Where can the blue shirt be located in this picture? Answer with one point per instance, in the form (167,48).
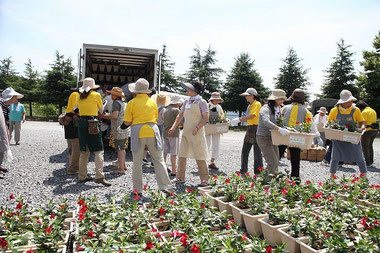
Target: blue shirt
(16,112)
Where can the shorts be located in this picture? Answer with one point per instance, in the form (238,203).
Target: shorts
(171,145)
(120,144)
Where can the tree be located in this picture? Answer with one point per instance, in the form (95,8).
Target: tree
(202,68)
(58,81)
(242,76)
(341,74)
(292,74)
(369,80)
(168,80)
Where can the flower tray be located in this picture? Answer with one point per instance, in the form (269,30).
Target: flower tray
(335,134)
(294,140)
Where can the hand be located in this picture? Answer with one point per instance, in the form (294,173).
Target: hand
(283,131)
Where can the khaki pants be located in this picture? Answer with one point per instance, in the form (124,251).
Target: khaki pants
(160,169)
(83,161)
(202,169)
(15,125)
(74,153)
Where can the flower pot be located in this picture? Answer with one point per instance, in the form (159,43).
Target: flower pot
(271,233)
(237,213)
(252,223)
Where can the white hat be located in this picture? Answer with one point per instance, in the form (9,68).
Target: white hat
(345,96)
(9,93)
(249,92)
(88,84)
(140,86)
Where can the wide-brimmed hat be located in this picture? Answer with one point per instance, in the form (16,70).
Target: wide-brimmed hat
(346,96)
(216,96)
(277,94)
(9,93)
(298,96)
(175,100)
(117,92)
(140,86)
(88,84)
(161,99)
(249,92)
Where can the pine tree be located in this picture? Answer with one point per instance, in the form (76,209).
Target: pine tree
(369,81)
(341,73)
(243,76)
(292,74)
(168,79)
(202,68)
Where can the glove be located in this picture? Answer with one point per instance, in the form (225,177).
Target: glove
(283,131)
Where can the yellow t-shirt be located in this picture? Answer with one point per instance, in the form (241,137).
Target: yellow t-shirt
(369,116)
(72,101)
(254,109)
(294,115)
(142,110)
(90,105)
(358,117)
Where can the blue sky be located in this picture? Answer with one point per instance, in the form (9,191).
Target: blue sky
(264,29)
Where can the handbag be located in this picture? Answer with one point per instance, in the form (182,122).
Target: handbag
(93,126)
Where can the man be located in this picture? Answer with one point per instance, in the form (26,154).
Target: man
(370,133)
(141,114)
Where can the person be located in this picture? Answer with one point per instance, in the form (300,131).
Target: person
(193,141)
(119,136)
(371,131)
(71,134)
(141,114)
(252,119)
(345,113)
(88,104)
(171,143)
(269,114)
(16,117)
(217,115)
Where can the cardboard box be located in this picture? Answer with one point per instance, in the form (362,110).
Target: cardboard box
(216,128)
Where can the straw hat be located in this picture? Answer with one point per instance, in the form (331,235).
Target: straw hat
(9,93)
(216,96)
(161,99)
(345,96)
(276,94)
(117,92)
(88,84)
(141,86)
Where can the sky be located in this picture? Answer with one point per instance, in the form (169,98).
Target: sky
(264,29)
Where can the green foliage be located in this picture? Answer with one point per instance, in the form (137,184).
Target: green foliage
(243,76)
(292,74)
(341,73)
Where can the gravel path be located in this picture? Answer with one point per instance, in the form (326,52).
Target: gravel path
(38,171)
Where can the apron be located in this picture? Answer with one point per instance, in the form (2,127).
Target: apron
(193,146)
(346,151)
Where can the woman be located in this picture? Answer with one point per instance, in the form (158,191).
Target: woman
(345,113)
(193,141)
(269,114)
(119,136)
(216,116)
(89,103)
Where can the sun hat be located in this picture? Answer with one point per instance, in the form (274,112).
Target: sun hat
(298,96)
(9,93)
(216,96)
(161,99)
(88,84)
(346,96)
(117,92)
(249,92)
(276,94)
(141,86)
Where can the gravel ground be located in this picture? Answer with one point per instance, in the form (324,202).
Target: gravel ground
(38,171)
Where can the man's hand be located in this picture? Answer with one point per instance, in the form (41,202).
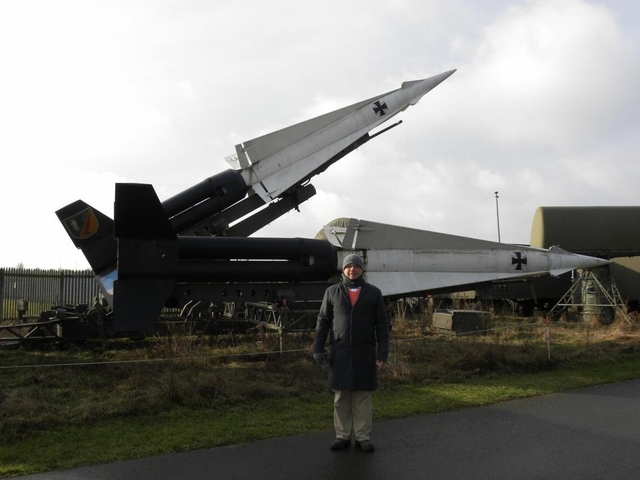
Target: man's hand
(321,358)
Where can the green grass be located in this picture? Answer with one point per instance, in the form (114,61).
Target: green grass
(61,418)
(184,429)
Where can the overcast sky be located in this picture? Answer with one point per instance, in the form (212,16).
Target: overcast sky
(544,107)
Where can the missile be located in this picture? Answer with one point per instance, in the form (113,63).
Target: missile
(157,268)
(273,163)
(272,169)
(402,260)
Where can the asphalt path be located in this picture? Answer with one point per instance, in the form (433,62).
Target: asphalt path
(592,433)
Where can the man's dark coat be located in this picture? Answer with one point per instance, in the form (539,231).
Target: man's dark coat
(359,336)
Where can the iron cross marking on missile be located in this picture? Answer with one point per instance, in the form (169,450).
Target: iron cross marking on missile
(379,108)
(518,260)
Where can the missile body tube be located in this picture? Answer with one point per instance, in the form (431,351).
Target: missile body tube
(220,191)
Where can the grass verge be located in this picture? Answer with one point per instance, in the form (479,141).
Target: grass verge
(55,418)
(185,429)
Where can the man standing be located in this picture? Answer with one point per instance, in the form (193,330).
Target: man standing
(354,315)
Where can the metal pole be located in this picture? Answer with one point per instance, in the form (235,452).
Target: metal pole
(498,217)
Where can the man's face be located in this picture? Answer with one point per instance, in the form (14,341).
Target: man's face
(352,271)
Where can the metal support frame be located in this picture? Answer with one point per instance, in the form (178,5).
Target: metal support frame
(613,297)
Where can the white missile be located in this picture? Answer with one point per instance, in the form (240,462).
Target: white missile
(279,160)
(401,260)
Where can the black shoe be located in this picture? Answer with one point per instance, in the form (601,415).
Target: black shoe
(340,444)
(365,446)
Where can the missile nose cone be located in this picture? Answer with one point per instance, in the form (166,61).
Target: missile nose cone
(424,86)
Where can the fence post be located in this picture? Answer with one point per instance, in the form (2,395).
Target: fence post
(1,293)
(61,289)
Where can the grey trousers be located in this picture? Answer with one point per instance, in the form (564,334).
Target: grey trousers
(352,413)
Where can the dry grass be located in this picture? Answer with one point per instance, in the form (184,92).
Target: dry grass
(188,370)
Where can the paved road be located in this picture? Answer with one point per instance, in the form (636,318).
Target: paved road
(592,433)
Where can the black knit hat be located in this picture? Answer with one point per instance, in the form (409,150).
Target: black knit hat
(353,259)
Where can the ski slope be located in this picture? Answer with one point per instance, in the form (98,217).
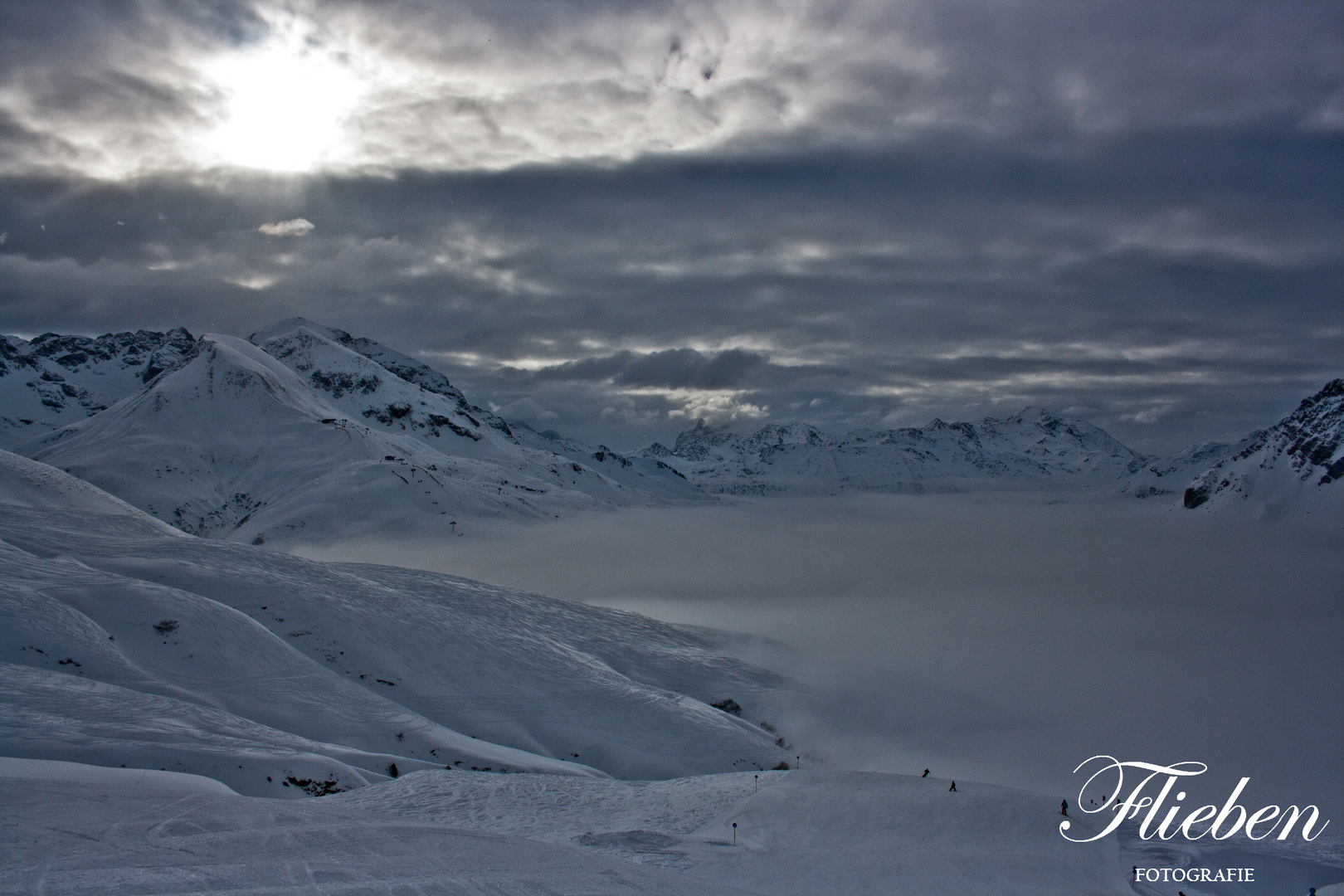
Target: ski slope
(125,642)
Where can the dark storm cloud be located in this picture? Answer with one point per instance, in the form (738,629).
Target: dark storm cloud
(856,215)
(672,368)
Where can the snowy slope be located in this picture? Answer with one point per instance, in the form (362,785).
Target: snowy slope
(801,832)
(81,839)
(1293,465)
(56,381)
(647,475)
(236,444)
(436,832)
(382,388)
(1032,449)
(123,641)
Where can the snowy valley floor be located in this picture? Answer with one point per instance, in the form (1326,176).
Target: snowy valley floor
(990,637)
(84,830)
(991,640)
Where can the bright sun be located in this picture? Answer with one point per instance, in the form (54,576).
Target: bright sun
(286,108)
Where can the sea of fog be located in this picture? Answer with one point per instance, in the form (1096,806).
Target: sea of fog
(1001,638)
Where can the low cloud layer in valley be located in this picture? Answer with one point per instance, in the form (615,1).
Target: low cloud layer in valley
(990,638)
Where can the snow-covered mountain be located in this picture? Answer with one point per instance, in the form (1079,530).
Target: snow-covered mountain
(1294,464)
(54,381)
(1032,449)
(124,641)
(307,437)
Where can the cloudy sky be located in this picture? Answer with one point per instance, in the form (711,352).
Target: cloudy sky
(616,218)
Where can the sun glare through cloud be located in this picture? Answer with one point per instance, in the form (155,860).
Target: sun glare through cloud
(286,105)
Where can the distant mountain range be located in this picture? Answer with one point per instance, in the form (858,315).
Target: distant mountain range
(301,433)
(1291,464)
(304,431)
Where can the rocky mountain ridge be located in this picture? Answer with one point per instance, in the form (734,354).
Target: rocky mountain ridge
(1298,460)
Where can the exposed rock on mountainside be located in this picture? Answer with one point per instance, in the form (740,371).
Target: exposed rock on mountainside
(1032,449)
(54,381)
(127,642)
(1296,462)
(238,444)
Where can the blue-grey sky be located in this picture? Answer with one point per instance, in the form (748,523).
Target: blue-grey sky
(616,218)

◆ **WHAT NEEDS TO BE DONE**
Output only the lines from the line that contains "Target: cloudy sky" through the end of the entries, both included, exactly as they appear.

◆ **TASK RESULT**
Target: cloudy sky
(616,218)
Where can the sun glare through cloud be located in this picture? Answer with one point per instance, in the form (155,860).
Target: sun glare through cloud
(286,105)
Where can the distant mountain range be located in this picture? Answer with one point per instance, in the form (858,315).
Target: distant mountain range
(301,433)
(1291,464)
(304,431)
Where can the rocky mountain ridge be located in this picture? Answer with one point per instance, in the form (734,354).
Target: rocky mountain ridge
(1298,460)
Where can the exposed rock on mountainside be located in this picture? Answer with one point per instance, in the form (740,371).
Target: exposed rock on mountainside
(1032,449)
(54,381)
(127,642)
(1296,462)
(238,444)
Where can the blue-grey sky be located in this picture? Answer with one point per instance, in the form (748,523).
Target: blue-grey sky
(616,218)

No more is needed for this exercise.